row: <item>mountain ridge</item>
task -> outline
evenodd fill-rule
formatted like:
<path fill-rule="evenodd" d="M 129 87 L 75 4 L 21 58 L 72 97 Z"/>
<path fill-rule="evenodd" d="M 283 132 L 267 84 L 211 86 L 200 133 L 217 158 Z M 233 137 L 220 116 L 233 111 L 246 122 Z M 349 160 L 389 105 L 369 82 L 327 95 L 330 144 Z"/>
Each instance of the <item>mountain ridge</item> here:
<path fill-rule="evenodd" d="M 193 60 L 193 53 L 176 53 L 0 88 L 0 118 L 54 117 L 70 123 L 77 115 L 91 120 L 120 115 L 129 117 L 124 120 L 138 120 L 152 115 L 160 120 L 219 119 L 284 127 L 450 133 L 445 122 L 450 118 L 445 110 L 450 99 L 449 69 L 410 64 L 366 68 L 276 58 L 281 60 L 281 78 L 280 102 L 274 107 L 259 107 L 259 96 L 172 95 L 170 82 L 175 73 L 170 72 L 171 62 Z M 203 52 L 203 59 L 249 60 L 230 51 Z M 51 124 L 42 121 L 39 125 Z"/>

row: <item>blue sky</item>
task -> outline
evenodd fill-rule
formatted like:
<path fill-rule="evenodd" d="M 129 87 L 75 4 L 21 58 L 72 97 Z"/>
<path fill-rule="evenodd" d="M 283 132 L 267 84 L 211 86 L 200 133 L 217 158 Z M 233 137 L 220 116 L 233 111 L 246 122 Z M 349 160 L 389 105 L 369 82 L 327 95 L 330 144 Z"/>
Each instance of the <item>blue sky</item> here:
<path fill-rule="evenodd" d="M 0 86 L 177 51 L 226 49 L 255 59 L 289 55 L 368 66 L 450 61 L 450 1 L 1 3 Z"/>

**Task to carry out**.
Scale the part that opens with the line containing "row: <item>blue sky</item>" and closes at the end of the items. Write out every one of those lines again, requests included, with each coordinate in the answers multiplied by 2.45 and rounded to a whole number (halves go up), leaving the requests and their format samples unchanged.

**Exercise output**.
row: <item>blue sky</item>
task -> outline
evenodd fill-rule
formatted like:
<path fill-rule="evenodd" d="M 129 87 L 75 4 L 21 58 L 72 97 Z"/>
<path fill-rule="evenodd" d="M 283 132 L 267 84 L 211 86 L 200 133 L 217 158 Z M 233 137 L 220 116 L 233 111 L 246 122 Z M 349 160 L 389 105 L 369 82 L 327 95 L 330 144 Z"/>
Each instance of the <item>blue sky</item> here:
<path fill-rule="evenodd" d="M 0 211 L 434 125 L 554 120 L 625 145 L 708 135 L 902 162 L 1103 149 L 1103 2 L 2 7 Z"/>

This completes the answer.